Extrahierter Text:
******************************
Seit einigen Jahren ist eine Gegenbewegung zu erkennen. Der Wunsch nach einem bewussteren Umgang mit der Endlichkeit, nach tröstlichen Ritualen und einer positiven Trauerkultur nimmt gerade unter jüngeren Menschen stetig zu. Dort, wo kirchliche Traditionen nicht mehr greifen, ist das Bedürfnis nach alternativen Symboliken, sinnstiftenden Ritualen und individuellen Erinnerungsstücken, die Trauernden Halt geben, besonders groß. Viele Bestatter*innen und Trauerbegleiter*innen gehen daher neue Wege. So gründete die kalifornische Bestatterin Caitlin Doughty im Jahr 2011 die „Death Positive“-Bewegung. Sie möchte Menschen ermutigen, in der Familie und im Freundeskreis offen über den Tod, die Wünsche zum Sterben und zur Beerdigung zu sprechen. So werde der Tod entmystifiziert und wieder zu einem selbstverständlichen Teil des Lebens. Die eigene Endlichkeit zu akzeptieren, helfe dabei, sich auf die positiven Dinge zu konzentrieren und zu erkennen, was im Leben wirklich zählt, hofft Doughty.
******************************
Bereitgestellte Daten:
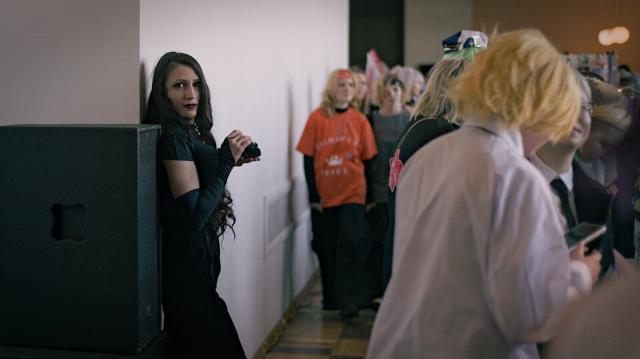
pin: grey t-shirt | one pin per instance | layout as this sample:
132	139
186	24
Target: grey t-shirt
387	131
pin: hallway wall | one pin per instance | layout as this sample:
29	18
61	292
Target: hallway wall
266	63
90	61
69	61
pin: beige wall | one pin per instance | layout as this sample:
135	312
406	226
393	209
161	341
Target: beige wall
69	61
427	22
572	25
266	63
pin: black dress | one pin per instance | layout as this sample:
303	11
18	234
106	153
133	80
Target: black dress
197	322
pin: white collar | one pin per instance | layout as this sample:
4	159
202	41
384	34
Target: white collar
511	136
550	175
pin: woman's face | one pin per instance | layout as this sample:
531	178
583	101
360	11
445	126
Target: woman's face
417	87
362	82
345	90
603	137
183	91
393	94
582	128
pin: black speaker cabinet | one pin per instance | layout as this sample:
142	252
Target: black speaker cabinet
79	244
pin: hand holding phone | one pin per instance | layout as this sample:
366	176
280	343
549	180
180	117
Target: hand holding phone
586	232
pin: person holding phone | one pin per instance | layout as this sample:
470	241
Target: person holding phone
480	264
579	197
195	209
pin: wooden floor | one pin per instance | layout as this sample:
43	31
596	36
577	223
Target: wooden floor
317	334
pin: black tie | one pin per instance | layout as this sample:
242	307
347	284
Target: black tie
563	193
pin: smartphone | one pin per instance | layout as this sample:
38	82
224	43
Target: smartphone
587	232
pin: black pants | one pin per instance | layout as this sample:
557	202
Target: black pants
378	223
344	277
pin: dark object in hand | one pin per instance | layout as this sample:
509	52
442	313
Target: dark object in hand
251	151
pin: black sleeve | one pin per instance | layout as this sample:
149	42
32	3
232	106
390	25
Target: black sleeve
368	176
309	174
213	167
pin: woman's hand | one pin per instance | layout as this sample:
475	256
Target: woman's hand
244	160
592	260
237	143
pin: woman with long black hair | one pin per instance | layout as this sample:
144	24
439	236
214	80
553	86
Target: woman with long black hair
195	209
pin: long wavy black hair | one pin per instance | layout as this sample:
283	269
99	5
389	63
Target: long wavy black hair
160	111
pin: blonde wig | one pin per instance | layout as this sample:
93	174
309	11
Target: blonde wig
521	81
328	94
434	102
******************************
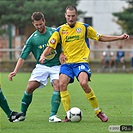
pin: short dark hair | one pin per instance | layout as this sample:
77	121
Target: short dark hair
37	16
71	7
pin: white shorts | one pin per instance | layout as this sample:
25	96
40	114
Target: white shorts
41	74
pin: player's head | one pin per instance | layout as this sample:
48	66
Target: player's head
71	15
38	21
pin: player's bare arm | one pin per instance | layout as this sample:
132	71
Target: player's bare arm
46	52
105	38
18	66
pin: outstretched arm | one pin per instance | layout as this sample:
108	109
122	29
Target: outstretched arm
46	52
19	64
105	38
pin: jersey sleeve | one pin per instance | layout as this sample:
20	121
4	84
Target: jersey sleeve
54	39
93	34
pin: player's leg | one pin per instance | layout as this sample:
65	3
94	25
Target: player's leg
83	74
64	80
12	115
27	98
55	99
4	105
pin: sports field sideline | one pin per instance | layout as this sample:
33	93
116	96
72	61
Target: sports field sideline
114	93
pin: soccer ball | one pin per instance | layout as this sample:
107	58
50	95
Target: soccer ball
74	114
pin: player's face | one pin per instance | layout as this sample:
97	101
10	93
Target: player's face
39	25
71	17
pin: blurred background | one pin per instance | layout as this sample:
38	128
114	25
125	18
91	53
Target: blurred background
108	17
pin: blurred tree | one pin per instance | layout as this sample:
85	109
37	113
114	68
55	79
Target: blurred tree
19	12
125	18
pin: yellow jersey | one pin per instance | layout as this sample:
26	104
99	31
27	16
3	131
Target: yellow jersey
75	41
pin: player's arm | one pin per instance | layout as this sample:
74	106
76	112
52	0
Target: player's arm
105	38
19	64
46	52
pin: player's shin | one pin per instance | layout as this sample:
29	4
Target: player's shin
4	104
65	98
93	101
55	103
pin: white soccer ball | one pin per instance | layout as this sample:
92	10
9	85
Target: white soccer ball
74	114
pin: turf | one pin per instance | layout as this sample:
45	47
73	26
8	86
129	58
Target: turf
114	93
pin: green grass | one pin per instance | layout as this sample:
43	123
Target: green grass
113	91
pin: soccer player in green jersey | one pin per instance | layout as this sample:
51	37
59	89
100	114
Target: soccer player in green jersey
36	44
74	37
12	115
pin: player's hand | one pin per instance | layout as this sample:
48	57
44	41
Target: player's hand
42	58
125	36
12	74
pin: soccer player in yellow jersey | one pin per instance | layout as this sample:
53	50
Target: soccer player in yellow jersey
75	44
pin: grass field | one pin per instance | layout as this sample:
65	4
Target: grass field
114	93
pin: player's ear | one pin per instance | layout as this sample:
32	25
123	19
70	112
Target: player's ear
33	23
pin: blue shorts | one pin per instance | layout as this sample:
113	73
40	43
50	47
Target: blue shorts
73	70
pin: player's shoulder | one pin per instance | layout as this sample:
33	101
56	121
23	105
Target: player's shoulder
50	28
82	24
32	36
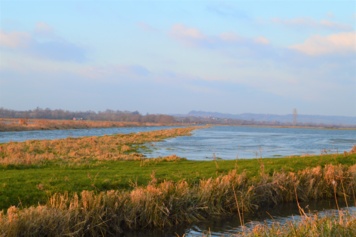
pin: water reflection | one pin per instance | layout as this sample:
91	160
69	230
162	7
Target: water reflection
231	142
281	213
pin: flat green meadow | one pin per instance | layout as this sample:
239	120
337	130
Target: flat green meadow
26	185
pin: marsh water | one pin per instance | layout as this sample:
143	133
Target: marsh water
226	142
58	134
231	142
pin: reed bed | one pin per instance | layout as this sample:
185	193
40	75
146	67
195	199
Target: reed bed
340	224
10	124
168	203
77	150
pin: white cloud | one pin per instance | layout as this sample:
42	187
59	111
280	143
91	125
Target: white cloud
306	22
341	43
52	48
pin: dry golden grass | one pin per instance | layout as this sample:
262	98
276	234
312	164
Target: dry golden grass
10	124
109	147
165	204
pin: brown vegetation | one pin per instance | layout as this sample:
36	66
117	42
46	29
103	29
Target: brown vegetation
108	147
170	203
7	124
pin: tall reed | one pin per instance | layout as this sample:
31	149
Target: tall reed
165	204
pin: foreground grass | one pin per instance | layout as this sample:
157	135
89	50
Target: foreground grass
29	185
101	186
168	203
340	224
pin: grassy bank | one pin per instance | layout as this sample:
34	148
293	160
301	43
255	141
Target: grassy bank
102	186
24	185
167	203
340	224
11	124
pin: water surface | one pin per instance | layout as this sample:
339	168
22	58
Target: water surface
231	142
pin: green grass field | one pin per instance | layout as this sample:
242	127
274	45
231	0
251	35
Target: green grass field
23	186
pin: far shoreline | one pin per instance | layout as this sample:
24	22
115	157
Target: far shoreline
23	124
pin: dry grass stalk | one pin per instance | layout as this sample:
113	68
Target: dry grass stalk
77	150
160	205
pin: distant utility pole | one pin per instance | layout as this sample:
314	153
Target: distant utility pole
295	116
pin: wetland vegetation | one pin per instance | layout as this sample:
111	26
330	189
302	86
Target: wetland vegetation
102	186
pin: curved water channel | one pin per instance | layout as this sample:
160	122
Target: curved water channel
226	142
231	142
******************************
Zu erledigende Aufgaben:
a - Nenne alle Dinge, nach denen laut dem Text zur Trauerkultur dort, wo kirchliche Traditionen nicht mehr greifen, ein besonders großes Bedürfnis besteht.
b - Beantworte die folgenden Fragen zum Text zur Trauerkultur:
(i) In welchem Jahr gründete Caitlin Doughty die „Death Positive“-Bewegung?
(ii) Unter welchen Menschen nimmt der Wunsch nach einem bewussteren Umgang mit der Endlichkeit stetig zu?
(iii) Wobei hilft es laut Doughty, die eigene Endlichkeit zu akzeptieren?
c - Führe den Text zur Trauerkultur nach seinem letzten Satz fort.
Die Einträge spielen dafür keine Rolle.

Die Antworten:
a -
- alternative Symboliken
- sinnstiftende Rituale
- individuelle Erinnerungsstücke, die Trauernden Halt geben

b -
(i) Im Jahr 2011.
(ii) Gerade unter jüngeren Menschen.
(iii) Es hilft dabei, sich auf die positiven Dinge zu konzentrieren und zu erkennen, was im Leben wirklich zählt.

c -
Ähnlich sieht dies auch David Roth. In seinem Podcast und dem Buch „Let’s talk about Tod“ gibt er einfühlsam, lebensnah, praktisch und manchmal überraschend humorvoll Antworten auf Fragen, die sich viele schon gestellt haben, aber nicht zu fragen wagten. In Bergisch-Gladbach betreibt er die „Gärten der Bestattung“, ein idyllisches Areal mit Spazierwegen, Meditationsplätzen, Kunstinstallationen und einem „WaldGarten“. Ein Ort der Erinnerung, an dem jeder seine letzte Ruhestätte individuell aussuchen und gestalten kann. Aber auch ein Ort der Begegnung, an dem Familien zusammenkommen, vielleicht sogar auf ein Glas Sekt oder ein Picknick am Grab. Anemone Zeim, Gründerin der Hamburger Agentur „Vergiss Mein Nie“, hat sich ebenfalls einem verantwortungsvollen, lebensbejahenden Weg der Trauerbegleitung verschrieben. Gemeinsam mit ihrem Team fertigt sie unter anderem einzigartige Erinnerungsstücke, aus denen Trauernde Kraft und Mut für die Zukunft gewinnen können. Trauer brauche viel Zeit und Raum, betont sie, könne aber mit sensibler, fachkundiger Trauerbegleitung ein Entwicklungsprozess sein, aus dem man gestärkt und mit neuer Lebensfreude hervorgehe.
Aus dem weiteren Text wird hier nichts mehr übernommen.